» Data records
● ● ●
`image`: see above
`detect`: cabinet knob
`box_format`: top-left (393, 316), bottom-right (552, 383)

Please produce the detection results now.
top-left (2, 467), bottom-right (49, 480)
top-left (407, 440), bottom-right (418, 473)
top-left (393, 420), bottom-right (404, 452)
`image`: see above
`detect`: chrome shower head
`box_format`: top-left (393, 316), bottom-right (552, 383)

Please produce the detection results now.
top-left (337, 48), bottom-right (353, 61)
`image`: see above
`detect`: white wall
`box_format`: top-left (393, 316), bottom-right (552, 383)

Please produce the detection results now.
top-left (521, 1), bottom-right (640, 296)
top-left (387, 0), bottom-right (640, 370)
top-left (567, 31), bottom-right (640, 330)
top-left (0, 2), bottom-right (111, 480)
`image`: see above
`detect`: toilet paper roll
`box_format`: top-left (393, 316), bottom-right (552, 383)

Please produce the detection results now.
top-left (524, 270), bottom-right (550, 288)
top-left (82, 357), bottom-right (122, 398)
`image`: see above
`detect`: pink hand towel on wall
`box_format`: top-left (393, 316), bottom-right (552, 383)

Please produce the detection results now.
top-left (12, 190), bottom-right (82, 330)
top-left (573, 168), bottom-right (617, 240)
● ● ●
Write out every line of the records above again, requests included. Scale each box coordinate in the answers by 0.55 and round to whole numbers, with halves going up; leave the numbers in the requests and their format samples as they are.

`image`: see above
`detect`: cabinet knob
`box_format`: top-left (393, 316), bottom-right (552, 383)

Please produce the detection results now.
top-left (1, 257), bottom-right (27, 264)
top-left (224, 242), bottom-right (230, 260)
top-left (216, 231), bottom-right (222, 249)
`image`: see above
`detect`: chrome shower head
`box_format`: top-left (393, 316), bottom-right (552, 383)

Please produce the detection results now.
top-left (185, 26), bottom-right (194, 34)
`image`: see above
`detect`: white wall
`box_format`: top-left (393, 316), bottom-right (552, 383)

Please produce the detection results now.
top-left (287, 1), bottom-right (352, 163)
top-left (213, 0), bottom-right (352, 204)
top-left (312, 17), bottom-right (352, 182)
top-left (0, 1), bottom-right (61, 264)
`image`: see above
`detect`: toilet paper roll
`box_format`: top-left (393, 316), bottom-right (552, 383)

Please produce the detection results now.
top-left (288, 149), bottom-right (303, 158)
top-left (45, 196), bottom-right (67, 219)
`image`: see above
`detect`: pink hand towel on wall
`box_format`: top-left (393, 316), bottom-right (552, 383)

Please produce the detection results now.
top-left (7, 105), bottom-right (45, 182)
top-left (315, 92), bottom-right (339, 132)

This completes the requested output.